Data for the task:
######
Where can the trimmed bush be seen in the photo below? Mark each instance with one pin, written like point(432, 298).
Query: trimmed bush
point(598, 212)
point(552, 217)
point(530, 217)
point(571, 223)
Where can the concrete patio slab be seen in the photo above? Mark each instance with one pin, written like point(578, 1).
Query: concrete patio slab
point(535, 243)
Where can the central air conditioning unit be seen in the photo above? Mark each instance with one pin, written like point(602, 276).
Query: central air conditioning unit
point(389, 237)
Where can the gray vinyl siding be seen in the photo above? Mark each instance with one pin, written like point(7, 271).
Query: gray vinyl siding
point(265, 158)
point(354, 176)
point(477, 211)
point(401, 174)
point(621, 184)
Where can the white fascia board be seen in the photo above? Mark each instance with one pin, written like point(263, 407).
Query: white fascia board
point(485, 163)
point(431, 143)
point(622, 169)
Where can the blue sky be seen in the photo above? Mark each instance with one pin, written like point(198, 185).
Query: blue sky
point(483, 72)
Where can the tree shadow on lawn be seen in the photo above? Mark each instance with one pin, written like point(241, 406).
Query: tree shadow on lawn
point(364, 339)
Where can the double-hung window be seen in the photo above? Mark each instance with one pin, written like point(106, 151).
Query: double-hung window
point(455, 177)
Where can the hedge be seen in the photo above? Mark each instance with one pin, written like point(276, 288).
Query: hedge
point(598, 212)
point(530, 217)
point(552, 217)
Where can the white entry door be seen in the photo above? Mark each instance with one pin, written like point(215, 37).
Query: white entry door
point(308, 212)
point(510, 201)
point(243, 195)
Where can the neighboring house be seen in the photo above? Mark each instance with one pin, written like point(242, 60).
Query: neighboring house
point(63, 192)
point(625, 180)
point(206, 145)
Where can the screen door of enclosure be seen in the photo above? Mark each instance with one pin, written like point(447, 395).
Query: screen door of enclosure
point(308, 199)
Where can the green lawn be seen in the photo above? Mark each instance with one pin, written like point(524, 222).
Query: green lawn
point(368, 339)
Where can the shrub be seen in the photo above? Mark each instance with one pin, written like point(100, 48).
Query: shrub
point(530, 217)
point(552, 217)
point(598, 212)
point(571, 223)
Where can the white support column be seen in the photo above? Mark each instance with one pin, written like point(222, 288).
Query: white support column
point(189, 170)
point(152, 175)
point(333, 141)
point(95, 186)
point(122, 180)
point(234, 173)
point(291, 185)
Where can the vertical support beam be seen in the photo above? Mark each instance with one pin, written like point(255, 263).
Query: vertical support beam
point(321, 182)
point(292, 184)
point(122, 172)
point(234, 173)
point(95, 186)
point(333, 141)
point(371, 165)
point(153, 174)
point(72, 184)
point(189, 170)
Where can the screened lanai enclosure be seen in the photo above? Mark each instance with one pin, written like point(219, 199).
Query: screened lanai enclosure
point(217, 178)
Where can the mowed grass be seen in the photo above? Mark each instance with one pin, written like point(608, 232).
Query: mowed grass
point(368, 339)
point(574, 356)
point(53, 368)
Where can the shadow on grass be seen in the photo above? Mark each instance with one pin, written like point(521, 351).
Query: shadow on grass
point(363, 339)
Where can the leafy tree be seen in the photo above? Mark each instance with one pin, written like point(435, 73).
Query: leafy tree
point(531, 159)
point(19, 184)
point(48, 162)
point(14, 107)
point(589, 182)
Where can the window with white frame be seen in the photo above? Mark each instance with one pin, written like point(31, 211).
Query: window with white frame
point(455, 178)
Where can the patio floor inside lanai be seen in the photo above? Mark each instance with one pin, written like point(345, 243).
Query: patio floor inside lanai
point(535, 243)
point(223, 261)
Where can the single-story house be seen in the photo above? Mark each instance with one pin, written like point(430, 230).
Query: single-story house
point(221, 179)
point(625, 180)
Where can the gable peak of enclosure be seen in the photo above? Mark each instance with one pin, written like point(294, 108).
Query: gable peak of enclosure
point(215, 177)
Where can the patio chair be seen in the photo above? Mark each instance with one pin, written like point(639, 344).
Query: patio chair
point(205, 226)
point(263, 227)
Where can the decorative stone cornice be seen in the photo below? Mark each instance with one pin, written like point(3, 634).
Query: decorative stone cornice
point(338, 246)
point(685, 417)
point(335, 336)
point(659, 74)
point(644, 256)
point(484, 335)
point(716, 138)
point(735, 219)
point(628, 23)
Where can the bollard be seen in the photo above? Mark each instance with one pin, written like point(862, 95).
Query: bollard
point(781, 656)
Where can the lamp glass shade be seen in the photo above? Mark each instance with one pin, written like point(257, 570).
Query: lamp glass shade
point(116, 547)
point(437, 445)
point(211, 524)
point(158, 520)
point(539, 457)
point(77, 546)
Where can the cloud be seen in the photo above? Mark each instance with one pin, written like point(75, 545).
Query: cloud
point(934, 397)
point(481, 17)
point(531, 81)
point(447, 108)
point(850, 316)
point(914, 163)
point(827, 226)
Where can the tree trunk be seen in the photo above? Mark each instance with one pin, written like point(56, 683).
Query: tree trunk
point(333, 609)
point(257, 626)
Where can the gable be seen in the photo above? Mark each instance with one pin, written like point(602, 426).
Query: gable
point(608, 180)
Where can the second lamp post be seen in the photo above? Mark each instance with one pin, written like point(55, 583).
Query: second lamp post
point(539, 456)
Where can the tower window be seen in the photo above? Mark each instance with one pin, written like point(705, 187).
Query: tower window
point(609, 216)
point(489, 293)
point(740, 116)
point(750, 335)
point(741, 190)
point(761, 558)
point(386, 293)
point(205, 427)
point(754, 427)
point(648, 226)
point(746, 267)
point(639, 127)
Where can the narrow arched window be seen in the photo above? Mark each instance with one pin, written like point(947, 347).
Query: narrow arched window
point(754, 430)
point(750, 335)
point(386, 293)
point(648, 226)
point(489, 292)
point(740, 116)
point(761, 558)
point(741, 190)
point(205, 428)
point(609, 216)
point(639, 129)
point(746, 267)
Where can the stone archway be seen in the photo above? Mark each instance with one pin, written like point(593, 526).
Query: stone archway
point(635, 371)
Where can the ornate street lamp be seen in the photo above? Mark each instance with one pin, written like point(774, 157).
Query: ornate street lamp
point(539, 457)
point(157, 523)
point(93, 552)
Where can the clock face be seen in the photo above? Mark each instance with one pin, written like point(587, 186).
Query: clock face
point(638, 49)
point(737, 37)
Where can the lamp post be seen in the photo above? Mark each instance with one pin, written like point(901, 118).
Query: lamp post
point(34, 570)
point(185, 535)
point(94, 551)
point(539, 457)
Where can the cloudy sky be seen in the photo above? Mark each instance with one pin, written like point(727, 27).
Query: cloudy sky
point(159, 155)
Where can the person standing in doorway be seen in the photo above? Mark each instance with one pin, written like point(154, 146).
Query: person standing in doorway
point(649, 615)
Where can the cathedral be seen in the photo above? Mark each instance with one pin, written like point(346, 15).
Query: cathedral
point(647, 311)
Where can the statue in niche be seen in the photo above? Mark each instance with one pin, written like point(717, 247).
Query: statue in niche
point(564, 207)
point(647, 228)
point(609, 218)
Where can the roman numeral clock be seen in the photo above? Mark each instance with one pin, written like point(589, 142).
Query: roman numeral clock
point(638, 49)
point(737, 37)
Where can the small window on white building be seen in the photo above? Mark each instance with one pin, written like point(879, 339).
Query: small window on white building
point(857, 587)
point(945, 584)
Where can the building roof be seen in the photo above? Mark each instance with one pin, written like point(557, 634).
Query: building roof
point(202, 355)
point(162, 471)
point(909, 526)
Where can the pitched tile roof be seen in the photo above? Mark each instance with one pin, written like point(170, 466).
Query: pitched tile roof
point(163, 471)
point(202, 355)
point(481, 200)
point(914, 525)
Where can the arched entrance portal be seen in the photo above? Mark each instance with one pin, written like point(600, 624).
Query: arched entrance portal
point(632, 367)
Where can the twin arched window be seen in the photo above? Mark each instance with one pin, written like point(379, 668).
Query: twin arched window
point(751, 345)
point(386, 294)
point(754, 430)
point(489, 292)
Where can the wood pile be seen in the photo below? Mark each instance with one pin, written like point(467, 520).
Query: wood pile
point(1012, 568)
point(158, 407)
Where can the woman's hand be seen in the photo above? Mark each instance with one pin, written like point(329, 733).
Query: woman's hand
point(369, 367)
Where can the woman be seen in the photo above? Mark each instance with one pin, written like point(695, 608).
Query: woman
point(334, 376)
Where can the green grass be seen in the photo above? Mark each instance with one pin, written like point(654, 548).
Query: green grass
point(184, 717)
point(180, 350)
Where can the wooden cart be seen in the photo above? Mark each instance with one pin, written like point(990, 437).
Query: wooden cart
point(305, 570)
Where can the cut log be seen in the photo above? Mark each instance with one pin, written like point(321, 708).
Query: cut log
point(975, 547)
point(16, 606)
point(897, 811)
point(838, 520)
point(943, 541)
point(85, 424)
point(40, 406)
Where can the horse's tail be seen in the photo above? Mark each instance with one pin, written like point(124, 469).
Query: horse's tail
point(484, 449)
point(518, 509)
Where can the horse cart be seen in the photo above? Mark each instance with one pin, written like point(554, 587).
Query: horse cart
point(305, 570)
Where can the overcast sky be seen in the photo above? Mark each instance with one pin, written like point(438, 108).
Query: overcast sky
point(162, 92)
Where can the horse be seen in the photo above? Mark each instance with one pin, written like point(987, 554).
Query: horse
######
Goal: Could you write out, word for word, the part of the entries that opens with the line containing "Where can the cloud be" and closes with the line containing "point(93, 552)", both of those lines included?

Output:
Where can the cloud be seen in the photo above? Mark each instance with one pin, written like point(75, 545).
Query: cloud
point(934, 397)
point(481, 17)
point(531, 81)
point(447, 108)
point(850, 316)
point(914, 163)
point(827, 226)
Where can the tree trunk be seen in the photo above? Mark each instance with one pin, written like point(56, 683).
Query: tree trunk
point(333, 609)
point(257, 626)
Where can the gable be seen in the photo above? Mark each instance with one pin, written like point(602, 426).
Query: gable
point(608, 180)
Where can the second lamp post be seen in the photo above? Mark each instance with one pin, written like point(55, 583).
Query: second lamp post
point(539, 456)
Where can the tower window be seen in the photo above? Mark each instance with one pin, written like point(705, 187).
Query: tower window
point(609, 216)
point(489, 293)
point(740, 116)
point(750, 335)
point(741, 190)
point(761, 558)
point(386, 293)
point(205, 427)
point(754, 427)
point(648, 226)
point(746, 267)
point(639, 127)
Where can the narrow arched window be seen in the photo above? Mark each instance with one pin, written like point(947, 347).
Query: narrow arched window
point(754, 430)
point(750, 335)
point(386, 293)
point(648, 226)
point(489, 292)
point(740, 116)
point(761, 558)
point(741, 190)
point(205, 428)
point(609, 216)
point(639, 129)
point(746, 267)
Where can the stone archway be seen in the photo above? Mark each instance with one pin, written like point(593, 526).
Query: stone archway
point(635, 371)
Where can the ornate street lamp be seen in the photo above? Mark each instance with one pin, written like point(774, 157).
Query: ornate street lamp
point(539, 457)
point(157, 523)
point(93, 552)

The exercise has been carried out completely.